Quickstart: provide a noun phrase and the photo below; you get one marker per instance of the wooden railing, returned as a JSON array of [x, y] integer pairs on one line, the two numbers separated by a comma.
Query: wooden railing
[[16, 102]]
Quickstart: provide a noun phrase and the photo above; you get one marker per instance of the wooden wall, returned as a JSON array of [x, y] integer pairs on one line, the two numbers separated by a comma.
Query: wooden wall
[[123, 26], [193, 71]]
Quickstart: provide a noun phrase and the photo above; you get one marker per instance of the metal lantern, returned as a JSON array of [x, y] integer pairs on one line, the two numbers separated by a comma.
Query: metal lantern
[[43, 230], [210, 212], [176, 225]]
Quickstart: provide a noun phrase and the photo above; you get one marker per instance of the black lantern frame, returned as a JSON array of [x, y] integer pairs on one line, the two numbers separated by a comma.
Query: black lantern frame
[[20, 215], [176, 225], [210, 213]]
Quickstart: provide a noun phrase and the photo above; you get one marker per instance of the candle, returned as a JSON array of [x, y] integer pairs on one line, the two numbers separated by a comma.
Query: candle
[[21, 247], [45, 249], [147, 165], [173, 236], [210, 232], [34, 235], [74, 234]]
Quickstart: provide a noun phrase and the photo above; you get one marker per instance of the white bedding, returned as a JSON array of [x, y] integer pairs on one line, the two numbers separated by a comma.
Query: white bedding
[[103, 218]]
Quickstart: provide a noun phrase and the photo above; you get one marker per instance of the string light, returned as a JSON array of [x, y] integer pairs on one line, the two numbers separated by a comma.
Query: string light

— Job —
Print every one of the lines above again, word for word and in the same order.

— Exercise answer —
Quickstart: provide a noun phrase and the photo below; you get one marker per instance of the wooden railing, returned as a JSON array of [x, y] integer pairs on one line, the two numbers separated by a comma.
Query: wooden railing
[[16, 102]]
Quickstart: provide a noun phrase and the photo above; you get one marker per instance of the wooden wall, returned as a JSON array of [x, y] integer pairs on one line, the two numbers separated by a comma.
Query: wooden wall
[[123, 26], [193, 71]]
Quickstart: provide a noun phrase and the photo above; you get one marker per instance of the metal lantern, returned as a JSON array of [x, y] integer pairs on one line, the two numbers separated by a comma.
Query: metal lantern
[[43, 230], [210, 212], [176, 225]]
Quickstart: provide a noun phrase and the photo above; you get one marker per instance of the black lantern frame, returned as a JSON array of [x, y] integer pairs on one line, the two numbers separated by a comma.
Query: black lantern frame
[[20, 215], [176, 225], [210, 213]]
Quickstart: provide a noun phrase and the photo above; you get one marker per instance of the candle, returned as a JSON array of [x, y] integer pairs on one line, the two numbers separated by a comma.
Query: candle
[[21, 247], [45, 249], [147, 165], [173, 236], [210, 232], [34, 235], [74, 234]]
Quickstart: provide a noun phrase and the photo above; you get one marker per instance of the white bedding, returned as a JSON array of [x, y] integer pairs on one line, the two numbers separated by a comma.
Query: white bedding
[[103, 218]]
Quickstart: provide a noun phrase and the photo above; you get one marker per instance of the string light, returned as a JSON array of [x, y] integer pairs on one line, the two numbers separated by a comma.
Query: string light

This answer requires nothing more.